> [Prompt]
Revise the entries below, replacing every "Point out" with "Mark" and leaving everything else the same. Omit the pictures from your answer.

Collected data:

## start

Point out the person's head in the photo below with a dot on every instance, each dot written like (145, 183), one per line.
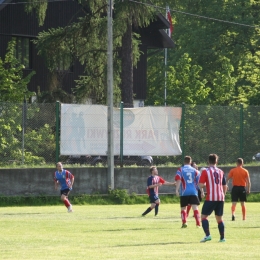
(59, 166)
(194, 165)
(187, 160)
(153, 170)
(213, 159)
(240, 162)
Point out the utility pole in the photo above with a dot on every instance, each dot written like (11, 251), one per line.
(110, 103)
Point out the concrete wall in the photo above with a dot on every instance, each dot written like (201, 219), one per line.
(34, 182)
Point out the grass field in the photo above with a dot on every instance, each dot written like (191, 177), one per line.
(118, 232)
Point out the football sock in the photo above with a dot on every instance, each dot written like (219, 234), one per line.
(66, 202)
(221, 229)
(183, 216)
(156, 209)
(188, 210)
(197, 217)
(147, 211)
(205, 225)
(233, 209)
(244, 211)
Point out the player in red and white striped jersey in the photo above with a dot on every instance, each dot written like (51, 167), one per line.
(214, 180)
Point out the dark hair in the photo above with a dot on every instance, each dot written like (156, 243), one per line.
(187, 159)
(213, 158)
(240, 161)
(152, 168)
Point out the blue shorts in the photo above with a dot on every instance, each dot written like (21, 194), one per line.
(210, 206)
(65, 192)
(189, 200)
(153, 198)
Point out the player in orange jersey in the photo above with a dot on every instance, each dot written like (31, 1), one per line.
(241, 186)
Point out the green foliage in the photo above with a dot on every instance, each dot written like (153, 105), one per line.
(31, 142)
(13, 86)
(86, 41)
(223, 56)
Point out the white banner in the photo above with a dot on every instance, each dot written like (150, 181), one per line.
(146, 131)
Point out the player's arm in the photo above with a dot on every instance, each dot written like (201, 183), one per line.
(178, 184)
(56, 183)
(155, 185)
(167, 183)
(248, 184)
(72, 179)
(224, 185)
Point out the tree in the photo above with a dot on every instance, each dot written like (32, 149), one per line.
(86, 40)
(13, 86)
(227, 52)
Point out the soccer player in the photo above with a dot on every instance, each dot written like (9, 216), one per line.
(65, 179)
(186, 182)
(241, 186)
(153, 183)
(215, 181)
(194, 165)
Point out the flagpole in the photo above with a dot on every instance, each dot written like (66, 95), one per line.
(165, 75)
(165, 63)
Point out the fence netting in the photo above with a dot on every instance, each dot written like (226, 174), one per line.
(28, 135)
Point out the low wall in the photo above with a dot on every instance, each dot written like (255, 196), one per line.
(34, 182)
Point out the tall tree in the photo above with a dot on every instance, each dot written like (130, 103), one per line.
(13, 85)
(86, 40)
(226, 49)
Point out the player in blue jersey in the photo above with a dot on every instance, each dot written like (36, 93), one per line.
(194, 165)
(186, 188)
(153, 182)
(65, 180)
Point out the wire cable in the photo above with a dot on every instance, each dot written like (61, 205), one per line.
(196, 15)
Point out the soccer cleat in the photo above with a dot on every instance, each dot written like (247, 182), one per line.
(184, 225)
(205, 239)
(70, 209)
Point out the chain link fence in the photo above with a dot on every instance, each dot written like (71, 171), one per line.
(28, 135)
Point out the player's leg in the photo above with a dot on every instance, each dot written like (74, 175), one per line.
(64, 198)
(218, 215)
(206, 210)
(242, 199)
(234, 199)
(184, 203)
(188, 209)
(156, 208)
(194, 201)
(243, 206)
(153, 200)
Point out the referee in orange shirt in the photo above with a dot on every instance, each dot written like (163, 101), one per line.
(241, 186)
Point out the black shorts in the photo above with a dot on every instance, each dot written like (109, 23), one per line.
(65, 192)
(210, 206)
(238, 193)
(190, 199)
(153, 198)
(199, 195)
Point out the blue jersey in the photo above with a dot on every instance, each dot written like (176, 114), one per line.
(188, 177)
(64, 178)
(151, 181)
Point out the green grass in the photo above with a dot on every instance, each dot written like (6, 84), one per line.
(118, 232)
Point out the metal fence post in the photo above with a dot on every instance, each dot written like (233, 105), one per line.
(121, 132)
(57, 135)
(241, 130)
(183, 131)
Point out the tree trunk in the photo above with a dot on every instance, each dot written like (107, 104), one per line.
(127, 68)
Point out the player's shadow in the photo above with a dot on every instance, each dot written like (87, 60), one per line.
(156, 244)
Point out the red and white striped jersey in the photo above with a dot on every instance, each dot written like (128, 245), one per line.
(215, 180)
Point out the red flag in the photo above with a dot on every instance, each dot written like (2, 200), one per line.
(170, 21)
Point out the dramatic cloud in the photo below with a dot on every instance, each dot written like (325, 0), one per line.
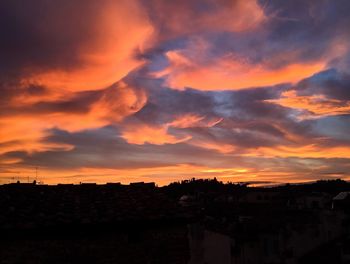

## end

> [Complete answer]
Mark the person's head in the photo below with a dot on every instance, each dot written like (145, 183), one per line.
(59, 166)
(194, 165)
(187, 160)
(153, 170)
(213, 159)
(240, 162)
Mark the utility pole in the photo above with a dot on every instance, each dot written like (11, 251), one per line.
(110, 103)
Mark the concrete wall in the photo above with a dot on every instance, each dot written like (201, 219), one per line.
(34, 182)
Mark the grass field in the photo above with a dot on every instance, each dot written like (191, 177), one per line.
(118, 232)
Mark the football sock in the photo above with a dot on every instance, each dot written like (219, 234), one per line.
(66, 202)
(221, 229)
(183, 216)
(156, 209)
(188, 210)
(197, 217)
(147, 211)
(205, 225)
(233, 209)
(244, 211)
Mark the player in red and white striped jersey in the photo above with a dot on every instance, each dot written like (51, 167), one per line.
(214, 180)
Mark the dark hair in the photo above with a dot on every instance, each dot written like (156, 243), one per line.
(187, 159)
(213, 158)
(240, 161)
(152, 168)
Mark the blue shorts in the photo above with a dot on every instance, each dot written like (21, 194), one per line.
(210, 206)
(65, 192)
(189, 200)
(153, 198)
Mark the player in orange jersey in the photo above with a dot on every instance, each dot written like (31, 1), one per line.
(241, 186)
Mark the green foliage in the photo above with a dot on every instance, each dot written like (153, 105), one per line.
(31, 142)
(13, 86)
(86, 41)
(223, 56)
Mark the white banner in the photo above with a dot on every instance, each dot written like (150, 181), one per line.
(146, 131)
Mark the player's arm in the photo above with a dot on every instance, each dot written like (201, 183), one per line.
(178, 184)
(56, 183)
(155, 185)
(167, 183)
(248, 184)
(72, 179)
(224, 185)
Mark the tree in the photo above with a dot on every instance, each dot written like (32, 149), one per line.
(86, 40)
(13, 86)
(227, 52)
Mark the soccer player in the photo above with a dot on every instance, each dot written like (9, 216), one per line.
(65, 179)
(186, 182)
(241, 186)
(153, 183)
(215, 181)
(194, 165)
Mark the flagpole in the photo above with a dot on every instance, each dot written like (66, 95), one per line.
(165, 75)
(165, 63)
Mark the fence netting in the photo above with a dot on every instance, each dot written like (226, 174), one per line.
(28, 135)
Mark the low wall in the photo above with a dot on every instance, each dot written like (255, 196), one per line.
(34, 182)
Mark the tall tree in the photo above with a dot on every instance, each dot written like (130, 103), one per line.
(13, 85)
(86, 40)
(226, 49)
Mark the player in blue jersey in the photo above with a dot on every instance, each dot written like (36, 93), one per line.
(194, 165)
(186, 188)
(153, 182)
(65, 180)
Mark the wire cable in the photo above with a dot on every instance, each dot written like (61, 205), one per line.
(196, 15)
Mark the soccer cleat in the photo above with a dot on every instance, each dot written like (247, 182), one per line.
(184, 225)
(205, 239)
(70, 209)
Mark the chain link fence in the photo above with a dot on every instance, each dot written like (71, 171), one per line.
(28, 135)
Mark the player's leg in the photo above with a dot on every instance, each dot written like (74, 175), one per line.
(64, 198)
(218, 215)
(206, 210)
(242, 199)
(234, 199)
(184, 203)
(188, 209)
(156, 208)
(194, 201)
(243, 206)
(153, 200)
Mark the referee in orange shirt in the photo above with a dot on every instance, each dot written like (163, 101), one per line.
(241, 186)
Mark the black shorts in the photo above with a dot on every instance, each dot written like (109, 23), one per line.
(65, 192)
(210, 206)
(238, 193)
(190, 199)
(153, 198)
(199, 195)
Mark the blue jersey in the photo above with a dot on every instance, each dot written like (176, 114), one per line.
(188, 177)
(64, 178)
(151, 181)
Mark the green grass in the photo above with a dot on every instance, each dot written like (6, 84), one per line.
(118, 232)
Mark the metal fence post in the photo above with a dot on every instance, each dot written like (233, 105), one per line.
(121, 132)
(57, 135)
(241, 130)
(183, 131)
Mark the tree trunk in the photo above with a dot on every instance, each dot written like (107, 104), one per line.
(127, 68)
Mark the player's shadow in the photo above with a dot on every instance, each dot written like (87, 60), one per line.
(156, 244)
Mark the red and white striped jersey in the photo above with a dot on every instance, each dot written like (128, 245), one per line.
(215, 180)
Mark the red flag in the photo above with a dot on every instance, each dot written like (2, 200), one per line.
(170, 21)
Mark the dramatic cloud in the photo below with a dot on every instance, each dot written like (325, 0), one per line.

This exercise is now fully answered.